New guidelines for predicting fire behaviour

Firefighter in the field

The findings of Australia’s most extensive study to date of the behaviour of high-intensity bushfires in eucalypt forests – Project Vesta – provide valuable new tools and information for fire managers across Australia.

The Bushfire CRC backed multi-million dollar study was conducted by the Department of Environment and Conservation, Western Australia and Ensis – CSIRO’s forestry joint venture with New Zealand’s Scion. It was released in Perth by the Western Australian Environment and Climate Change Minister, David Templeman, in November.

Bushfire CRC program leader and Ensis Bushfire Research leader Jim Gould said the 10 year study provided data to develop a better system for predicting the spread and intensity of wildfires. “Existing systems for predicting forest fire behaviour work well for low-intensity fires such as prescribed burns, but can under-predict the spread of high-intensity summer fires by a factor of three or more,” he said.

“As a result of this research we have developed a new bushfire spread model for summer wildfires that will provide the basis for a national fire behaviour prediction system for dry eucalypt forests. The study also provides new information of critical importance to firefighter safety by highlighting the sudden jump in speed and intensity of a fire that takes place when a wind change turns a flank-fire into a head-fire,” Mr Gould said.

Former project leader, CSIRO Honorary Fellow Phil Cheney, says the research resulted in a number of important breakthroughs that will improve the ability of fire agencies to manage fire risk. “This study has enabled us to get a measure of factors that have not previously been quantified, such as establishing the parts of the fuel structure that influence the rate of spread,” he said.

“As a result, we now have a vastly improved understanding of the fundamental relationships between fire behaviour and all fuel types of similar structure. This enabled us to develop a new field guide for fire managers that relates fire spread to fuel structure and weather conditions across the entire country whereas, previously, fire behaviour guides were specific only to certain vegetation types,” Mr Cheney says.

Bushfire CRC and Department of Environment and Conservation bushfire scientist Dr Lachie McCaw said one of the key findings from Project Vesta is that hazard reduction by prescribed burning will reduce the rate of spread, flame height and intensity of a fire.

“Prescribed burning will also reduce the number and distance of spot fires by changing the structure of the fuel bed and reducing the fuel load,” he said. “These effects may persist for up to 20 years in forests containing rough-barked trees and shrubby under-storeys.”

The research team, from left, Lachie McCaw, Neil Burrows, Phil Cheney, Jim Gould and Rick SneeuwjagtAlso at the launch were Project Vesta partners Neil Burrows and Rick Sneeuwjagt of the Department of Environment and Conservation. 

Project Vesta has produced a brochure, a technical report and a fuel guide with fuel assessment and fire behaviour prediction tables.

Project Vesta

The four main scientific aims of Project Vesta were:

  1. To quantify the changes in the behaviour of fires in dry eucalypt forests as fuels develop with age (that is, time since fire)

■ Records for the exercise
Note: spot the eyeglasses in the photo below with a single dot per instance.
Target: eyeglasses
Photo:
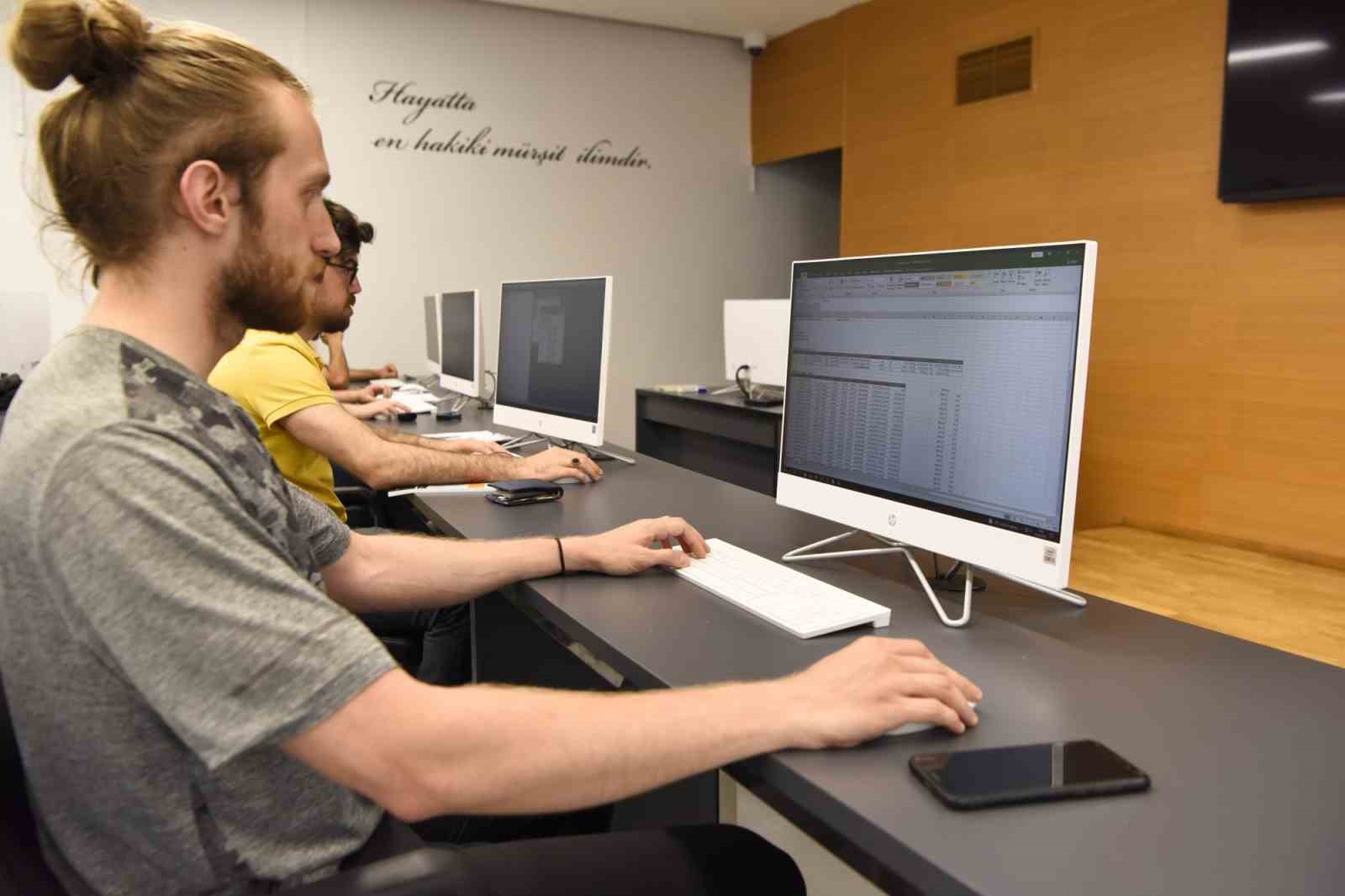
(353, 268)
---
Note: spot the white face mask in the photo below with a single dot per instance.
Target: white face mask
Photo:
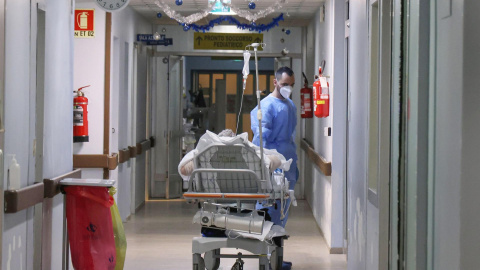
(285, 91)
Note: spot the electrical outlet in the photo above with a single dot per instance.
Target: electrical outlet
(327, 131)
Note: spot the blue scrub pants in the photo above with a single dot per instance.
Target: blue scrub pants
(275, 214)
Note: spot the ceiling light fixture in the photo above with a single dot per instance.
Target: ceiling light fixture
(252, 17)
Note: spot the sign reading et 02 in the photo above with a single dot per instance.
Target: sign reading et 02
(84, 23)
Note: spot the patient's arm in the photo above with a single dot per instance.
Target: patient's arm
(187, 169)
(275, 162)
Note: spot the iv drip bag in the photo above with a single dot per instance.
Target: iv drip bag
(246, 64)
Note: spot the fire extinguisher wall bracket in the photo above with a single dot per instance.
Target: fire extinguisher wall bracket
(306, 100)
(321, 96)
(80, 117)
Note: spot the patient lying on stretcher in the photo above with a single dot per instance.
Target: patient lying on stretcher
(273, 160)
* * *
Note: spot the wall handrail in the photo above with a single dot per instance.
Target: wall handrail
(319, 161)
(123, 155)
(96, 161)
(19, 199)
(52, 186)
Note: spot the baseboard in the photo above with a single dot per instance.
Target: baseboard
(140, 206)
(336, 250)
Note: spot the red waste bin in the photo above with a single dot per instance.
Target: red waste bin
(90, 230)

■ The tasks
a) In the passage on Project Vesta, by what factor can existing systems under-predict the spread of high-intensity summer fires?
b) Extract every line of the entries that contains the string "mask", matching case exactly.

■ The answers
a) By a factor of three or more.

b)
Note: spot the white face mask in the photo below with a single dot per instance.
Target: white face mask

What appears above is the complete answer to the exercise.